*TASKS AND EXERCISES:*
- a) In the text on New York Medicaid changes, rewrite the part that opens with the words containing "Medicaid is a" and closes with "that are upcoming.", replacing "long-term care" with "long-term services".
- b) Answer these questions about the text on New York Medicaid changes:
(i) On what date does the Independent Assessor for Home Care change take effect?
(ii) Which professionals may carry out the clinical assessment conducted by the NYIA?
(iii) What is the local Department of Social Services called in NYC?
- c) Continue the text on New York Medicaid changes from the point where it stops.

*SELECTED EXCERPT:*
* * * * * * * * *
New York Medicaid Changes 2022-2023 | Urgent Medicaid News

URGENT NEWS NY Medicaid 2022-23 Changes

Medicaid is a joint federal and state run program that gives a wide variety of medical and health benefits, prominently long-term care for those who are chronically ill, are in cognitive or physical decline, injured/disabled, and are in need of constant medical care. Laws regarding Medicaid are constantly changing, so it’s important to stay informed on the recent and upcoming changes in order to make sure you’re still eligible to receive benefits. Below are some changes that recently came in effect and some that are upcoming.

Medical insurance and Medicaid

Upcoming Changes to Medicaid in 2022:

  • Independent Assessor for Home Care → In Effect May 1, 2022

Starting May 1, 2022, Medicaid applicants over the age of 18 who are applying for Personal Care or Consumer Directed Personal Assistance Program (CDPAP) services will need to go through nurse assessments conducted by New York Independent Assessor (NYIA). Also, the NYIA will also conduct nursing assessments for “Immediate Need” applicants and others who apply to the local Department of Social Services, which is the Human Resource Administration (HRA) in NYC for personal care or CDPAP.

The NYIA will not only be conducting a nurse assessment but also a clinical assessment by either a doctor, physician’s assistant, or nurse practitioner. With those assessments, the NYIA will be able to determine whether or not the applicant is eligible for personal care or CDPAP and send the applicant a written notice. If the applicant’s eligibility is denied, they have Fair Hearing rights, which means that you can appeal their decision.
* * * * * * * * *
*DATA EXTRACT:*
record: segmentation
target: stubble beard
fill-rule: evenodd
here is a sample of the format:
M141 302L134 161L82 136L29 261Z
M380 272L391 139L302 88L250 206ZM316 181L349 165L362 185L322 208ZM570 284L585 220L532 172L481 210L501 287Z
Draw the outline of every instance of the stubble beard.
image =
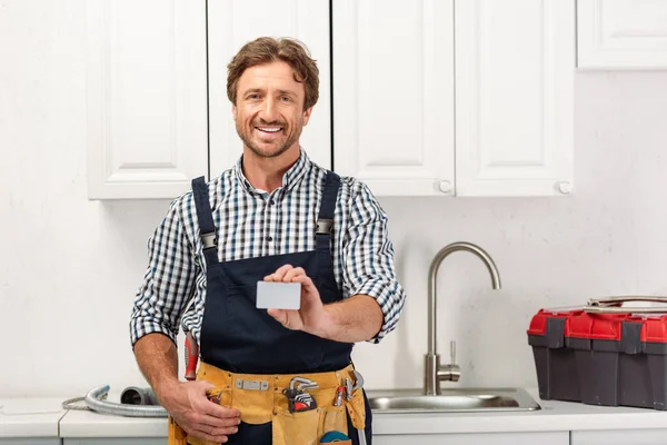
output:
M237 128L237 134L243 141L243 145L246 147L248 147L248 149L250 149L250 151L252 151L256 156L258 156L260 158L277 158L278 156L286 152L299 139L299 136L301 136L301 130L303 128L302 122L303 122L302 119L299 122L297 122L296 131L293 132L293 135L291 135L289 137L289 139L287 139L285 141L285 144L275 151L262 150L259 147L259 145L255 144L252 141L252 138L250 137L250 135L243 129L242 123L241 125L237 123L236 128ZM261 125L263 125L263 123L260 123L260 126ZM268 123L267 126L270 126L270 123ZM252 131L255 131L255 127L256 127L256 125L253 123L250 128L250 134ZM286 125L281 125L281 127L282 127L281 131L285 131L287 129Z

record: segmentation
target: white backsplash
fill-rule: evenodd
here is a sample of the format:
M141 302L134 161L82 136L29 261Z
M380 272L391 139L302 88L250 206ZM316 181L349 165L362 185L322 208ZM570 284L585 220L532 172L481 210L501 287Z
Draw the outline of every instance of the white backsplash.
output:
M87 200L84 1L28 3L0 14L0 398L142 385L128 317L169 202ZM536 386L540 307L667 294L666 112L667 72L578 73L574 196L381 198L408 300L395 333L355 350L367 386L421 386L428 267L452 241L484 247L502 280L491 290L467 253L440 268L438 349L446 363L457 340L460 386Z

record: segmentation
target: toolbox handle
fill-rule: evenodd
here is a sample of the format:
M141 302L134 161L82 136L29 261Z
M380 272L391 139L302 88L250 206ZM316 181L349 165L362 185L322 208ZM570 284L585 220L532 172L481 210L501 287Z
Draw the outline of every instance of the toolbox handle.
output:
M667 304L667 297L655 296L620 296L607 298L589 298L588 306L584 308L587 313L595 314L665 314L666 307L620 307L626 301L649 301Z

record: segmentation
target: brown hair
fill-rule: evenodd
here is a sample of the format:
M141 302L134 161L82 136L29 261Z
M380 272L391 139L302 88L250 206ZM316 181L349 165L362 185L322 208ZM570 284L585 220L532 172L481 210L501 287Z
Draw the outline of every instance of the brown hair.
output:
M250 67L282 60L295 70L295 80L303 82L303 110L317 103L319 70L308 48L296 39L260 37L246 43L227 66L227 97L236 105L239 78Z

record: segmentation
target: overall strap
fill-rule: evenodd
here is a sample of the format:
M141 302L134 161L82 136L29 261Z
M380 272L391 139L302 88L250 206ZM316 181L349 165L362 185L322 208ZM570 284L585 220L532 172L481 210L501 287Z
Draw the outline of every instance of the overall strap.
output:
M340 188L340 177L334 171L327 172L325 190L322 191L322 202L317 217L316 248L317 250L329 251L329 239L334 230L334 212L336 211L336 198Z
M203 176L192 180L192 195L195 196L195 206L197 207L197 219L199 221L199 231L201 233L203 256L208 264L218 263L218 235L216 234L213 214L209 204L208 185Z

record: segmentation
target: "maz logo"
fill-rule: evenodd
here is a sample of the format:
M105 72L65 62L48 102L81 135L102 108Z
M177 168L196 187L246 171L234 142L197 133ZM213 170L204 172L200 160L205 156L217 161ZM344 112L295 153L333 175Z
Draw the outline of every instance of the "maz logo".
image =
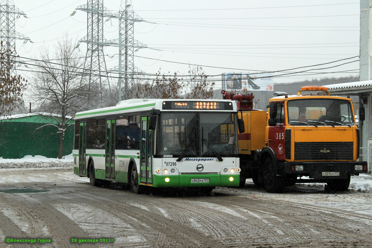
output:
M196 170L198 171L201 171L204 168L204 167L202 164L198 164L196 165Z
M324 147L324 150L321 150L319 151L320 152L323 152L323 153L327 153L327 152L331 152L331 151L330 151L329 150L326 149L325 147Z

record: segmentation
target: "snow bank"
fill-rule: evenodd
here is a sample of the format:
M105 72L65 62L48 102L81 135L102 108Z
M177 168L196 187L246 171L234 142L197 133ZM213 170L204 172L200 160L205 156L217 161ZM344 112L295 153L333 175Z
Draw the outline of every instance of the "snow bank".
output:
M57 167L72 168L73 165L73 154L61 159L47 158L43 156L25 156L22 158L5 159L0 157L0 168L41 168Z

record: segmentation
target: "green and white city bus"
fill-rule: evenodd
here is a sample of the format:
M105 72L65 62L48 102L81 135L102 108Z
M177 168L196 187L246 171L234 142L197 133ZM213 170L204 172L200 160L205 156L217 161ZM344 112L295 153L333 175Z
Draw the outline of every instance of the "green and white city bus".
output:
M238 186L237 116L235 102L221 100L132 99L78 112L74 173L93 186L128 183L138 193Z

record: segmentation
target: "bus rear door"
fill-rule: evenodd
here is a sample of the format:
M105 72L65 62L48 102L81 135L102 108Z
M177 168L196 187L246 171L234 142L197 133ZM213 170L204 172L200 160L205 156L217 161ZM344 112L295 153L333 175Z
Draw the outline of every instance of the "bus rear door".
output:
M152 185L152 136L153 130L148 130L149 116L142 116L141 122L141 182Z

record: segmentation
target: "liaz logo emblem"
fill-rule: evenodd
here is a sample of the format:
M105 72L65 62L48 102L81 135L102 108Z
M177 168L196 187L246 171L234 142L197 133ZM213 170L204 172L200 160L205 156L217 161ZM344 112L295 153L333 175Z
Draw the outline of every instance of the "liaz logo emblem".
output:
M329 150L327 150L327 149L326 149L325 147L324 147L324 150L321 150L319 151L320 152L323 152L323 153L327 153L327 152L331 152L331 151L330 151Z
M201 171L204 168L204 167L202 164L198 164L196 165L196 170L198 171Z

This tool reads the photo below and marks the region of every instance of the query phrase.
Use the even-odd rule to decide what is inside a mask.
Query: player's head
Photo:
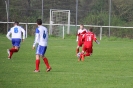
[[[83,29],[84,28],[84,25],[83,24],[80,24],[80,29]]]
[[[14,22],[14,25],[19,25],[19,22],[18,22],[18,21],[15,21],[15,22]]]
[[[93,31],[93,28],[92,28],[92,27],[90,27],[90,28],[89,28],[89,31],[90,31],[90,32],[92,32],[92,31]]]
[[[36,23],[37,23],[37,25],[42,25],[42,20],[41,19],[37,19]]]

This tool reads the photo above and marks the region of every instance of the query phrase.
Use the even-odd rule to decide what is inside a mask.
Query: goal
[[[70,33],[70,10],[50,9],[50,27],[49,34],[61,36],[65,26],[65,34]]]

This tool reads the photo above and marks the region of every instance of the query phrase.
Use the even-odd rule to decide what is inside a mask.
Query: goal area
[[[49,24],[49,35],[62,36],[63,31],[70,34],[70,10],[50,9]]]

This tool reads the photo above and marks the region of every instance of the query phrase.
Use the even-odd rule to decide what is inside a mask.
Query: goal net
[[[63,27],[65,34],[70,33],[70,10],[50,9],[50,27],[49,34],[62,36]]]

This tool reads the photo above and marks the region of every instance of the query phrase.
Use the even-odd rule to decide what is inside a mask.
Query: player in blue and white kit
[[[33,43],[33,49],[36,47],[36,69],[34,72],[40,72],[39,65],[40,65],[40,57],[42,57],[45,65],[46,65],[46,71],[49,72],[51,70],[51,67],[48,63],[48,59],[44,56],[46,50],[47,50],[47,43],[48,43],[48,31],[47,28],[42,26],[42,20],[37,19],[37,25],[35,31],[35,41]]]
[[[19,51],[21,40],[24,41],[25,39],[25,30],[21,26],[18,26],[18,25],[19,25],[19,22],[17,21],[14,22],[14,26],[8,31],[6,35],[6,37],[9,40],[11,40],[12,46],[13,46],[11,49],[7,49],[8,59],[11,59],[14,52]],[[23,33],[23,38],[21,38],[22,33]]]

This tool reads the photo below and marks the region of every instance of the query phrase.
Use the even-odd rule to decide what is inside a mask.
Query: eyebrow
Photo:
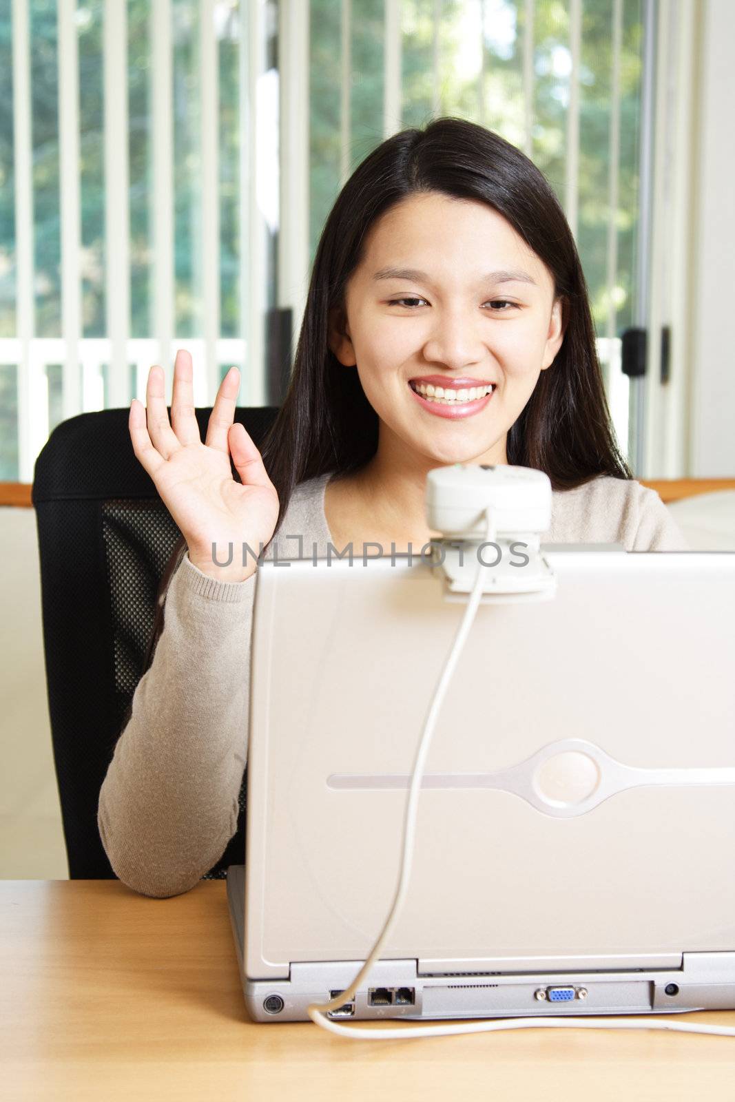
[[[372,279],[408,279],[418,280],[423,283],[431,283],[431,277],[426,272],[420,272],[417,268],[380,268]],[[480,278],[480,283],[532,283],[538,287],[534,279],[520,270],[501,269],[495,272],[487,272]]]

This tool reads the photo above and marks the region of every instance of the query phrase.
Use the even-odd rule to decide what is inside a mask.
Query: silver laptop
[[[553,599],[477,608],[403,909],[331,1017],[735,1007],[735,553],[541,550]],[[252,1019],[307,1020],[381,932],[463,609],[415,555],[259,566],[227,876]]]

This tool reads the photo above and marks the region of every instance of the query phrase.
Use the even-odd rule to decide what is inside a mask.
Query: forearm
[[[184,558],[164,628],[99,796],[116,875],[144,895],[186,892],[237,825],[247,757],[256,575],[225,583]]]

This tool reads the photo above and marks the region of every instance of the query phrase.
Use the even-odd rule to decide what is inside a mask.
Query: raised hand
[[[132,449],[179,525],[191,562],[218,581],[241,582],[257,569],[249,552],[242,565],[242,543],[255,554],[268,543],[278,521],[278,493],[246,429],[234,423],[238,369],[231,367],[219,385],[204,444],[194,415],[193,374],[191,355],[180,350],[170,423],[163,368],[151,367],[145,406],[136,398],[130,403]],[[241,484],[233,477],[230,455]],[[233,562],[217,565],[227,562],[230,543]]]

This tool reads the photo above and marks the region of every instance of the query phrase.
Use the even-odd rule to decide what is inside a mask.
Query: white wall
[[[689,474],[735,477],[735,3],[698,6],[701,26]]]

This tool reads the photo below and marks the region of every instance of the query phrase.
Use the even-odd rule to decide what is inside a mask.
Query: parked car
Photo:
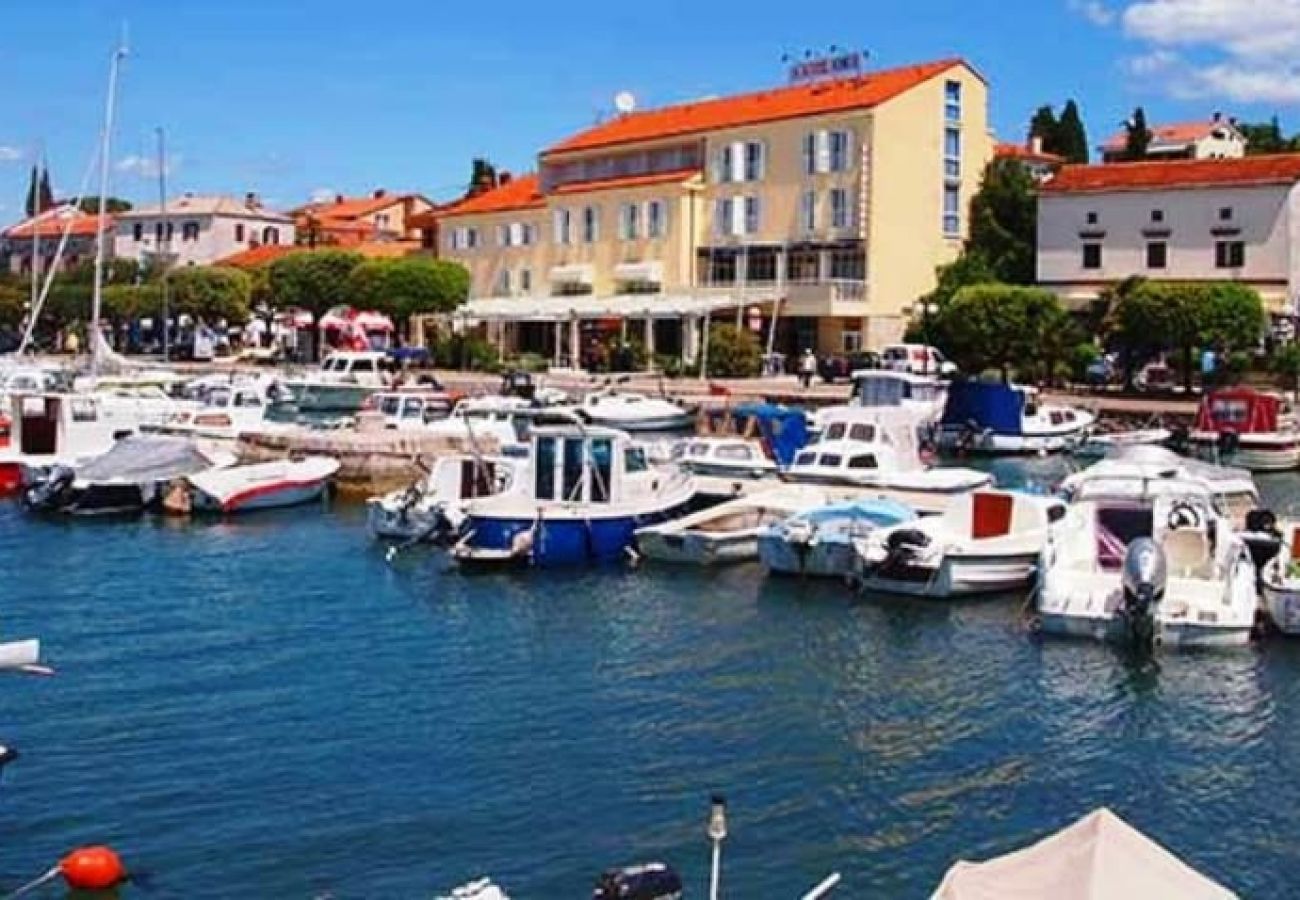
* * * * * * * * *
*ANSWERS BY ITEM:*
- a)
Medicaid is a joint federal and state run program that gives a wide variety of medical and health benefits, prominently long-term services for those who are chronically ill, are in cognitive or physical decline, injured/disabled, and are in need of constant medical care. Laws regarding Medicaid are constantly changing, so it’s important to stay informed on the recent and upcoming changes in order to make sure you’re still eligible to receive benefits. Below are some changes that recently came in effect and some that are upcoming.

- b)
(i) May 1, 2022.
(ii) A doctor, a physician's assistant, or a nurse practitioner.
(iii) The Human Resource Administration (HRA).

- c)
If the NYIA finds the applicant eligible for benefits and services, the applicant is referred back to their local Medicaid office. The nurse and clinical assessment will then be used to determine how many hours of personal care or CDPAP should be authorized to the applicant. If you are approved for over 12 hours of personalcare a day, the Medicaid Office or plan must refer the case back to the Independent Assessor for a third assessment, which is known as an Independent  Medical Review (IMR). The purpose of the IMR is to determine whether the proposed plan of care is safe and can maintain the health of the applicant when they are home.

  • Increases in Medicaid Eligibility of Applicants 65+ and Blind/Disabled Individuals → In Effect January 1, 2023

NY Governor Hochul and State Legislature passed four increases in Medicaid eligibility for New Yorkers who are 65+, blind, or disabled in the NYS budget. These are the four changes that will go into effect January 1, 2023:

    • Medicaid Asset Limit has increased by nearly 50%
    • Medicaid Income Limit has increased to the same amount used for Modified Adjusted Gross Income (MAGI) Medicaid for younger people (138% Federal Poverty Line or “FPL”).
    • Medicare Savings Program: Qualified Medicare Beneficiary limit increased from 100% to 138% FPL. Individuals with higher incomes not exceeding 186% FPL will be eligible for QI-1.
    • Undocumented Immigrants Age 65+ will not be elidgible for full Medicaid benefitsas opposed to only “emergency” Medicaid.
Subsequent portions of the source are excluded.